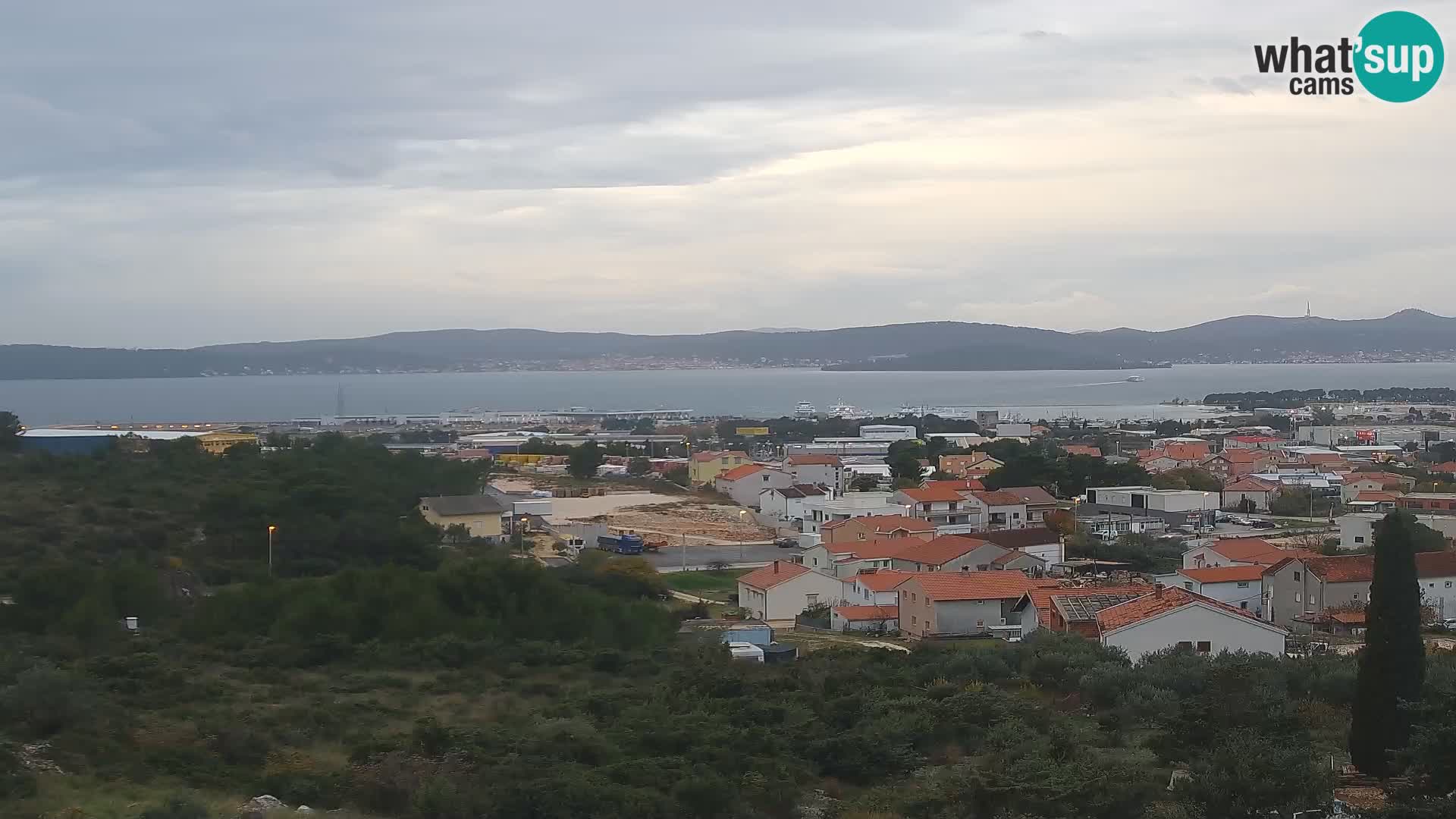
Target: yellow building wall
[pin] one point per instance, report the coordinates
(484, 525)
(218, 444)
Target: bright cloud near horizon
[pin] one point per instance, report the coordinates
(181, 174)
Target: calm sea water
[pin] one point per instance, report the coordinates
(1092, 394)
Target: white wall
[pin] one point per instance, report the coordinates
(788, 599)
(1194, 623)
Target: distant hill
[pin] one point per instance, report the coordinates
(927, 346)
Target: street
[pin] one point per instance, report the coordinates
(672, 557)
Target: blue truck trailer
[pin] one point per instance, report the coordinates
(628, 544)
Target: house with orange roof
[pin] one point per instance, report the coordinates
(1239, 586)
(874, 620)
(973, 465)
(1248, 494)
(1234, 464)
(1238, 551)
(1072, 610)
(705, 466)
(819, 469)
(952, 604)
(877, 528)
(783, 591)
(743, 484)
(1175, 617)
(940, 506)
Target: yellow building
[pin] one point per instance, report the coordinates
(482, 515)
(218, 444)
(705, 466)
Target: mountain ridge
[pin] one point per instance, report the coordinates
(908, 346)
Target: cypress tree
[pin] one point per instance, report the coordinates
(1392, 664)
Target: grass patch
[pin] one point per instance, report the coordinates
(714, 585)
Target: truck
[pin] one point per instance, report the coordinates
(626, 544)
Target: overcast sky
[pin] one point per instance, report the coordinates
(178, 174)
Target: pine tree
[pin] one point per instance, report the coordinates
(1392, 664)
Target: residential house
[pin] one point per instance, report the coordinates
(1001, 509)
(1250, 494)
(786, 503)
(1253, 442)
(974, 465)
(482, 515)
(821, 510)
(1239, 586)
(865, 618)
(1357, 483)
(940, 506)
(1429, 503)
(1234, 464)
(962, 604)
(849, 558)
(743, 484)
(1238, 551)
(1183, 618)
(819, 469)
(1072, 608)
(783, 591)
(948, 553)
(705, 466)
(1037, 500)
(873, 588)
(877, 528)
(1037, 541)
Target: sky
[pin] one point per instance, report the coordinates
(182, 174)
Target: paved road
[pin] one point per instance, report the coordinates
(702, 556)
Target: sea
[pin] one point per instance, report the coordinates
(740, 392)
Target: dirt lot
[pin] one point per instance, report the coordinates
(699, 522)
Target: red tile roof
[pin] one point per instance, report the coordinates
(938, 494)
(1159, 602)
(772, 575)
(887, 523)
(1256, 550)
(881, 579)
(871, 550)
(1041, 596)
(1001, 497)
(1223, 573)
(813, 461)
(1250, 484)
(740, 472)
(960, 485)
(940, 550)
(973, 585)
(1030, 494)
(859, 614)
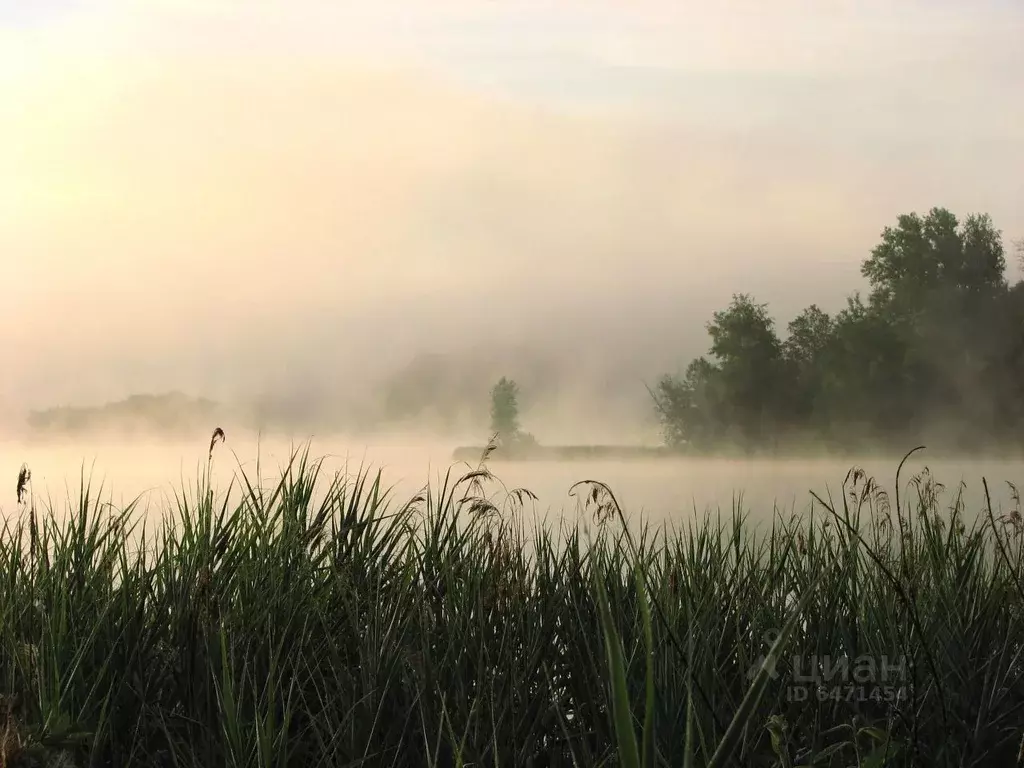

▸ ASSIGNMENT: The material shown above is to be repeated verbatim, and its pictures are to be omitted.

▸ SOLUTION FOR THIS TASK:
Target: yellow building wall
[pin] one point per instance, report the coordinates
(484, 525)
(218, 444)
Target: bright cloud near horizon
[pin] one point per instance, report the coordinates
(181, 174)
Target: calm sea water
[pin] one point per instance, report the coordinates
(1092, 394)
Target: white wall
[pin] one point per instance, report the coordinates
(788, 599)
(1194, 623)
Target: distant hill
[pin] one point per instance, report the coordinates
(927, 346)
Target: street
[pin] one point per instance, report the coordinates
(672, 557)
Target: blue truck trailer
[pin] one point per instance, report the coordinates
(628, 544)
Target: house with orange roof
[pin] one point per instance, report the coordinates
(1239, 586)
(874, 620)
(973, 465)
(1248, 494)
(1234, 464)
(1238, 551)
(1072, 610)
(705, 466)
(819, 469)
(952, 604)
(877, 528)
(783, 591)
(743, 484)
(1175, 617)
(940, 506)
Target: yellow building
[pin] one point per instance, report the coordinates
(482, 515)
(218, 444)
(705, 466)
Target: mountain ridge
[pin] one point per instance, report the coordinates
(908, 346)
Target: cypress tree
[pin] one point per instance, report the coordinates
(1392, 664)
Target: grass patch
[pin] one point per instance, report the coordinates
(714, 585)
Target: truck
[pin] one point per instance, report the coordinates
(626, 544)
Target: overcast sky
[pin] one point per instance, report the coordinates
(178, 174)
Target: pine tree
[pin] one point per instance, report the coordinates
(1392, 664)
Target: residential house
[pin] one point per instance, report the coordinates
(1001, 509)
(1250, 494)
(786, 503)
(1253, 442)
(974, 465)
(482, 515)
(821, 510)
(1239, 586)
(865, 618)
(1357, 483)
(940, 506)
(1429, 503)
(1234, 464)
(962, 604)
(849, 558)
(743, 484)
(1238, 551)
(1183, 618)
(819, 469)
(1072, 608)
(783, 591)
(948, 553)
(705, 466)
(1037, 500)
(873, 588)
(877, 528)
(1037, 541)
Target: sky
[pin] one point per instance, report the coordinates
(182, 174)
Target: paved road
[pin] one point per instance, report the coordinates
(702, 556)
Target: sea
[pin] one point per instance, report the coordinates
(740, 392)
Target: dirt lot
[pin] one point per instance, report the coordinates
(699, 522)
Target: red tile roof
[pin] one point per instance, report the coordinates
(938, 494)
(1159, 602)
(772, 575)
(887, 523)
(1256, 550)
(881, 579)
(871, 550)
(1041, 596)
(1001, 497)
(1223, 573)
(813, 461)
(1250, 484)
(740, 472)
(960, 485)
(940, 550)
(973, 585)
(1030, 494)
(859, 614)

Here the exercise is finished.